**TASK BRIEF**
Word for word, restate all of the entries.

**GIVEN INFORMATION**
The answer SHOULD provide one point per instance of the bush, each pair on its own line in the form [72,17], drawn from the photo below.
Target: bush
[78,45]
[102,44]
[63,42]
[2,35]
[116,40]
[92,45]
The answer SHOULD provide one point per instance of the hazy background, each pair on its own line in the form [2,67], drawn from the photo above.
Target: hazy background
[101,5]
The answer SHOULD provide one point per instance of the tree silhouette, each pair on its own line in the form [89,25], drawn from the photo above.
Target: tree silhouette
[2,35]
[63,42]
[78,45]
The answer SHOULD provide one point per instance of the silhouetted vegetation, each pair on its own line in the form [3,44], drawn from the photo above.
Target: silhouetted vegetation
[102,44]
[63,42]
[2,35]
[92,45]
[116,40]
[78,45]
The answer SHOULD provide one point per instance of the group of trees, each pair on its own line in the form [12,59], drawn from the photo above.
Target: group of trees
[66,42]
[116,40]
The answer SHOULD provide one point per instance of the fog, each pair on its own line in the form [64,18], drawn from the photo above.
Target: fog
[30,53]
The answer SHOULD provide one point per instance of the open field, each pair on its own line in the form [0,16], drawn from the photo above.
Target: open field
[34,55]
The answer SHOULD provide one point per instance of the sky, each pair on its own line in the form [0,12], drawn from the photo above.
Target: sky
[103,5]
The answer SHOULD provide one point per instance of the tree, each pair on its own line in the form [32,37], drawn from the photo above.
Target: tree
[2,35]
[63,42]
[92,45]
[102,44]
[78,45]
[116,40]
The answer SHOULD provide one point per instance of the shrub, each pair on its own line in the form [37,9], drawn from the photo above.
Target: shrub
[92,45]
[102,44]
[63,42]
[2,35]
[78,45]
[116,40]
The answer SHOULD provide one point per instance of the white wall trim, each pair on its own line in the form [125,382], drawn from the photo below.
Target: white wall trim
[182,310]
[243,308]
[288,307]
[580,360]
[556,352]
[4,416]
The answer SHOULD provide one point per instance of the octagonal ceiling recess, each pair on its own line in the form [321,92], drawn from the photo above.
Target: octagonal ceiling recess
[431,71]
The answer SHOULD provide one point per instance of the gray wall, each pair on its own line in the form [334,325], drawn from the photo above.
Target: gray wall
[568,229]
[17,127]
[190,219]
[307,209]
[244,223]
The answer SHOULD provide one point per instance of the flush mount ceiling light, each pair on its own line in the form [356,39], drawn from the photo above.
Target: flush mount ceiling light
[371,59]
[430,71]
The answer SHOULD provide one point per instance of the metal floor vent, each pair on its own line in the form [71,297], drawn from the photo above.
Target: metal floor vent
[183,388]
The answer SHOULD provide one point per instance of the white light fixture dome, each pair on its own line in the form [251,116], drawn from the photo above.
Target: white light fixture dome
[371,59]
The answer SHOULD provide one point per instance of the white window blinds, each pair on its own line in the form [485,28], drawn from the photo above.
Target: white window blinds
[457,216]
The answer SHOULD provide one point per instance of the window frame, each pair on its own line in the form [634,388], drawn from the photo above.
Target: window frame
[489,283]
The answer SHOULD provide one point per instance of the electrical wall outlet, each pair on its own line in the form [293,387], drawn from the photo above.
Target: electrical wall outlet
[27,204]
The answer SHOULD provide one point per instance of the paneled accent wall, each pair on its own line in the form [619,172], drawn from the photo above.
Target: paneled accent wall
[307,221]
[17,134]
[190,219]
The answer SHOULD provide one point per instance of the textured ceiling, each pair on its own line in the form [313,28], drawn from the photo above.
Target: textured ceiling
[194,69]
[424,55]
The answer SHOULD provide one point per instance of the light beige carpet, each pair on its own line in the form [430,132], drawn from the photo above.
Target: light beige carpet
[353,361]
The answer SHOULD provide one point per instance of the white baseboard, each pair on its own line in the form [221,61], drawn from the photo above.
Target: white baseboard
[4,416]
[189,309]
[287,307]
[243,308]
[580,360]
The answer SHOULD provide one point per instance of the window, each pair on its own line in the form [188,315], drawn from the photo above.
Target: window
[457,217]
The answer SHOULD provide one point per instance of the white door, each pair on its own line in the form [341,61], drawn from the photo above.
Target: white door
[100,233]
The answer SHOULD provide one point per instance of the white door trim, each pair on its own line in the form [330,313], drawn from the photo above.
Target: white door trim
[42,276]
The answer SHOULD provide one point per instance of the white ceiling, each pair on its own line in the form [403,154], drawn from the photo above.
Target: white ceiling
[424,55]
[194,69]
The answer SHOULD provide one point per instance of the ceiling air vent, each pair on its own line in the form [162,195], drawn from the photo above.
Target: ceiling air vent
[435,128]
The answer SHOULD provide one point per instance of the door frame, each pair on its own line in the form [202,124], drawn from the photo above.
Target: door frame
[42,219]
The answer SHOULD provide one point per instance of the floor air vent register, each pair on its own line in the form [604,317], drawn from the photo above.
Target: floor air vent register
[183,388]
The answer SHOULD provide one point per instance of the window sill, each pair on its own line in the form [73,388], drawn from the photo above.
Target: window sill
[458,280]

**ANSWER BOX**
The answer SHOULD provide one point per instance of the bush, each pair on its own line in the form [72,17], drawn from the photo below.
Target: bush
[78,45]
[102,44]
[63,42]
[2,35]
[116,40]
[92,45]
The answer SHOULD provide one point per instance of the hazy background, each pair on its own line in the form [2,67], drawn from the photo above.
Target: hazy background
[101,5]
The answer SHOULD provide one point per instance of the tree silhouette, each pair on its own line in the form [89,25], drawn from the photo above.
Target: tree silhouette
[2,35]
[63,42]
[78,45]
The answer SHOULD provide one point per instance of the silhouetted vegetation, each pair on its own line in the form [3,44], drawn from the photo above.
Target: silhouetted vegetation
[102,44]
[63,42]
[2,35]
[92,45]
[116,40]
[78,45]
The answer SHOULD provide one point per instance of the group of trees, each pair on its own line in the form [12,59], drawn from the photo above.
Target: group of trees
[66,42]
[116,40]
The answer SHOULD provide one point per instance of the fog, each pair on its own line in the form [64,18], drawn from the photo above.
Target: fog
[30,53]
The answer SHOULD provide one point per instance of the open field, each pair on its own line in the form [0,16], drawn from the photo above.
Target: open field
[34,55]
The answer SHOULD provide one point per instance of the sky, each pair on its own line in the form [0,12], drawn from the photo above.
Target: sky
[103,5]
The answer SHOULD provide one point per instance of the tree, each pair on its own line in the form [32,37], drawn from the photo above.
Target: tree
[2,35]
[63,42]
[92,45]
[102,44]
[78,45]
[116,40]
The answer SHOULD provide one point per instance of the shrub, each pair on its own line in the form [37,9], drawn from the photo above.
Target: shrub
[92,45]
[102,44]
[63,42]
[2,35]
[78,45]
[116,40]
The answer SHOULD provide one point per instance of the white wall trim, each pair on its own line in the form [125,382], drawn from the photo below.
Target: white wall trim
[182,310]
[243,308]
[288,307]
[580,360]
[556,352]
[4,416]
The answer SHOULD provide one point per instance of the octagonal ceiling recess, each pair on its own line in the form [321,92], drawn from the photo above.
Target: octagonal ceiling recess
[431,71]
The answer SHOULD provide one point per instance of the gray wall, each pair on its own line in the form [334,325], drawn from the photo above.
Target: gray wall
[568,229]
[17,127]
[190,219]
[307,209]
[244,223]
The answer SHOULD provide one point per instance of the flush mount ceiling light, each pair on its own line in the form [356,39], drawn from the photo above.
Target: flush mount ceiling light
[371,59]
[430,71]
The answer SHOULD provide one point per instance of the metal floor vent, each pair on its own line in the form [71,297], drawn from the photo above.
Target: metal floor vent
[183,388]
The answer SHOULD provide one point per instance of the white light fixture dome, each pair on its own line in the form [251,116], drawn from the photo above.
Target: white light fixture dome
[371,59]
The answer SHOULD provide one point per instance of the white window blinds, each pair on its own line in the form [485,28], drawn from the photo above.
Target: white window blinds
[457,216]
The answer SHOULD provide one point per instance of the window frame, each pair on its own line in the form [634,388], drawn from the photo above.
Target: window frame
[489,283]
The answer SHOULD provide one point per instance of the electrical wall outlet, each pair on its own line in the form [293,387], drawn from the photo above.
Target: electrical wall outlet
[27,204]
The answer SHOULD provide one point per instance of the paneled accent wall, each pair on its own line in the form [619,172], drawn from the photo above.
Target: paneled accent wall
[307,221]
[17,134]
[190,219]
The answer SHOULD provide one point per instance of the textured ceiling, each pair on its own line in the form [313,28], drawn from the photo above.
Target: textured ceiling
[194,69]
[424,55]
The answer SHOULD provide one point per instance of the light beige carpet, each pair on its own line in the form [430,132], drawn from the photo above.
Target: light beige carpet
[353,361]
The answer SHOULD provide one point per instance of the white baseboard, each pair on its own line in the form [221,61], drawn from the photo above.
Target: white baseboard
[4,416]
[189,309]
[287,307]
[243,308]
[580,360]
The answer SHOULD provide one point per instance of the window, each pair on its own line in the form [188,315], drawn from the photo above.
Target: window
[457,217]
The answer SHOULD provide one point per instance of the white door, each pair on its own line in the form [341,61], drawn from the photo above.
Target: white door
[100,233]
The answer SHOULD provide one point per instance of the white door trim, each pair on its own line in the form [330,313], drawn from the photo above.
Target: white door trim
[42,276]
The answer SHOULD provide one point per instance of the white ceiling, each pair on its own line in the form [403,154], drawn from the photo above.
Target: white ceiling
[424,55]
[194,69]
The answer SHOULD provide one point per instance of the ceiling air vent, each pair on its own line in the form [162,195], drawn from the photo above.
Target: ceiling air vent
[435,128]
The answer SHOULD provide one point per instance of the door frame, each pair on its own line in the form [202,124], drawn from the photo above.
Target: door frame
[42,219]
The answer SHOULD provide one point per instance of the floor air vent register, each pair on its own line in the form [604,317], drawn from the photo above.
Target: floor air vent register
[183,388]
The answer SHOULD provide one point per instance of the window sill, each pair on its own line in the form [73,388], drawn from the photo above.
Target: window sill
[458,280]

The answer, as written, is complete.